— start Material shown —

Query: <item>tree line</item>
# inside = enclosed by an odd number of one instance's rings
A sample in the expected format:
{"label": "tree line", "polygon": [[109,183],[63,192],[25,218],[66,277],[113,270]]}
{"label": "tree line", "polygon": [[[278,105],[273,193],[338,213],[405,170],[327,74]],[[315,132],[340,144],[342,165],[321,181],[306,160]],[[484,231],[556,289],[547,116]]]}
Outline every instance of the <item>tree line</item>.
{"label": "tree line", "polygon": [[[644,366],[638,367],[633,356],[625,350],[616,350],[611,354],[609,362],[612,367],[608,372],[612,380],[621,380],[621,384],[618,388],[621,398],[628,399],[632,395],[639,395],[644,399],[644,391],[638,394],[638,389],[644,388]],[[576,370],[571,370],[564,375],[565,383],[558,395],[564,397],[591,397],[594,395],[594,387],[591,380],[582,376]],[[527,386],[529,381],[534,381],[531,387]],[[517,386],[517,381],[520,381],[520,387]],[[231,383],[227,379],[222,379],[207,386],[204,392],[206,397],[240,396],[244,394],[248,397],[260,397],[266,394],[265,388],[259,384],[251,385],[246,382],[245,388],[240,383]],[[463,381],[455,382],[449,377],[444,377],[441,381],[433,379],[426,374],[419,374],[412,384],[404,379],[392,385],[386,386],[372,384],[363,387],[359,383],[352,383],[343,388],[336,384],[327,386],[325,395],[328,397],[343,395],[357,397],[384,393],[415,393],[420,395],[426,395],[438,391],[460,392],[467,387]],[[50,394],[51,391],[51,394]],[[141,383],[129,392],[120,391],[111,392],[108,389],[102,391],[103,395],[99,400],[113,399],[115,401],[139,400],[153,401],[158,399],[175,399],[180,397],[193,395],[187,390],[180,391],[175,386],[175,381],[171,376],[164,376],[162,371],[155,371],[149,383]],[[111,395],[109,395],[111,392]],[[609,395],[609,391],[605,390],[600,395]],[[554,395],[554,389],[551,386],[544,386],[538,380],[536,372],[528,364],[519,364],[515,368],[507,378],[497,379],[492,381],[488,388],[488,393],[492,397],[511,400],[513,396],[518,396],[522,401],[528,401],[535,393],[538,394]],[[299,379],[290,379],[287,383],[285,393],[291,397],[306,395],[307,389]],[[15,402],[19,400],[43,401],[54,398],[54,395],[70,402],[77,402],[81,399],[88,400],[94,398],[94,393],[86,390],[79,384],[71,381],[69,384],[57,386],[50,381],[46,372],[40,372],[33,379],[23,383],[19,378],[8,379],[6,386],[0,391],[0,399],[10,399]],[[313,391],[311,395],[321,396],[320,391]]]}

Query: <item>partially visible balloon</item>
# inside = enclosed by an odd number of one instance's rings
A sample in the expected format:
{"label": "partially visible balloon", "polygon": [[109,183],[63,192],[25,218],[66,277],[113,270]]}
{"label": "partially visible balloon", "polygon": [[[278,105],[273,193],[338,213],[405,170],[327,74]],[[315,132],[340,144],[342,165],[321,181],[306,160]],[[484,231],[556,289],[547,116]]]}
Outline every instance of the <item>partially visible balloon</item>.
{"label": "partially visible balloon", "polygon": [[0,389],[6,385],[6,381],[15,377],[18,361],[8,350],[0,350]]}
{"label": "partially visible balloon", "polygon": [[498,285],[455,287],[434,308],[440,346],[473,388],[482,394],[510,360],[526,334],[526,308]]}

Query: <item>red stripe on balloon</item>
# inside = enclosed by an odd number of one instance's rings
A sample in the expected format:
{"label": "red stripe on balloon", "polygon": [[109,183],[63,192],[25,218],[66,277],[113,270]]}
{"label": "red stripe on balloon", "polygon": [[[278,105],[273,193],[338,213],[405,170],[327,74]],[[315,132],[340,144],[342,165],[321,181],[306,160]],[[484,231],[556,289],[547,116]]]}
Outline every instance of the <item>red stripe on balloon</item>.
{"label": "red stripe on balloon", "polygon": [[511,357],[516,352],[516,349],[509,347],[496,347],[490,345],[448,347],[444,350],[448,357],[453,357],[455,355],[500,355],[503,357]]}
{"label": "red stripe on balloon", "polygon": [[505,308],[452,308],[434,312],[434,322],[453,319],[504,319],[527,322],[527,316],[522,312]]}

— end Material shown —

*What is expected*: Quote each of the entries above word for word, omitting none and altering nothing.

*Solution to the exercise*:
Query: <item>tree line</item>
# inside = enclosed by an odd number of one instance's rings
A sample in the expected format:
{"label": "tree line", "polygon": [[109,183],[63,192],[25,218],[66,277],[113,270]]}
{"label": "tree line", "polygon": [[[278,105],[273,193],[338,213],[405,170],[327,74]],[[315,132],[340,144],[342,165],[321,181],[306,160]],[[484,231],[556,289],[547,116]]]}
Outline every instance of the <item>tree line</item>.
{"label": "tree line", "polygon": [[[644,366],[638,367],[633,356],[625,350],[616,350],[611,354],[609,362],[612,367],[608,372],[612,380],[621,380],[621,384],[618,388],[621,398],[628,399],[632,395],[639,395],[644,399],[644,391],[638,394],[638,389],[644,388]],[[576,370],[571,370],[564,375],[565,383],[558,395],[564,397],[591,397],[594,395],[594,387],[591,380],[582,376]],[[527,386],[529,381],[534,381],[531,387]],[[517,386],[517,381],[520,381],[520,387]],[[231,383],[227,379],[222,379],[207,386],[204,392],[206,397],[240,396],[244,394],[248,397],[260,397],[266,394],[265,388],[259,384],[251,385],[246,382],[245,388],[240,383]],[[463,381],[455,382],[449,377],[444,377],[441,381],[433,379],[426,374],[419,374],[412,384],[404,379],[392,385],[386,386],[372,384],[363,387],[359,383],[352,383],[343,388],[336,384],[327,386],[325,395],[328,397],[343,395],[357,397],[384,393],[415,393],[420,395],[426,395],[438,391],[460,392],[467,387]],[[50,394],[51,391],[51,394]],[[141,383],[129,392],[120,391],[111,392],[108,389],[102,391],[103,395],[99,400],[113,399],[115,401],[139,400],[153,401],[158,399],[175,399],[180,397],[193,395],[187,390],[180,391],[175,386],[175,381],[171,376],[164,376],[162,371],[155,371],[149,383]],[[111,395],[109,395],[111,392]],[[609,395],[609,391],[605,390],[600,395]],[[554,395],[554,389],[551,386],[544,386],[538,380],[536,372],[528,364],[519,364],[515,368],[507,378],[497,379],[492,381],[488,388],[488,393],[492,397],[511,400],[513,396],[518,396],[522,401],[528,401],[535,393],[538,394]],[[299,379],[290,379],[287,383],[285,393],[291,397],[306,395],[307,389]],[[15,402],[19,400],[43,401],[54,398],[54,395],[70,402],[77,402],[81,399],[88,400],[94,398],[94,393],[86,390],[79,384],[71,381],[69,384],[57,386],[50,381],[46,372],[40,372],[33,379],[23,383],[19,378],[8,379],[6,386],[0,391],[0,399],[10,399]],[[313,391],[311,395],[321,396],[320,391]]]}

Query: <item>partially visible balloon</item>
# inside = enclosed by an odd number of one instance's rings
A sample in the expected format:
{"label": "partially visible balloon", "polygon": [[109,183],[63,192],[25,218],[66,277],[113,270]]}
{"label": "partially visible balloon", "polygon": [[[278,105],[273,193],[338,213],[405,170],[327,74]],[[315,132],[340,144],[342,165],[321,181],[306,160]],[[484,231],[556,289],[547,116]]]}
Outline every instance of the <item>partially visible balloon</item>.
{"label": "partially visible balloon", "polygon": [[0,389],[6,385],[6,381],[15,377],[18,361],[8,350],[0,350]]}
{"label": "partially visible balloon", "polygon": [[498,285],[455,287],[434,308],[440,346],[473,388],[482,394],[510,360],[526,334],[526,308]]}

Query: <item>red stripe on balloon</item>
# inside = enclosed by an odd number of one instance's rings
A sample in the expected format:
{"label": "red stripe on balloon", "polygon": [[109,183],[63,192],[25,218],[66,277],[113,270]]}
{"label": "red stripe on balloon", "polygon": [[[278,105],[273,193],[338,213],[405,170],[327,74]],[[315,132],[340,144],[342,165],[321,181],[306,160]],[[484,231],[556,289],[547,116]]]}
Outline every instance of the <item>red stripe on balloon</item>.
{"label": "red stripe on balloon", "polygon": [[511,357],[516,352],[516,349],[509,347],[496,347],[490,345],[448,347],[444,350],[448,357],[453,357],[455,355],[500,355],[503,357]]}
{"label": "red stripe on balloon", "polygon": [[505,308],[452,308],[434,312],[434,322],[453,319],[504,319],[527,322],[527,316],[522,312]]}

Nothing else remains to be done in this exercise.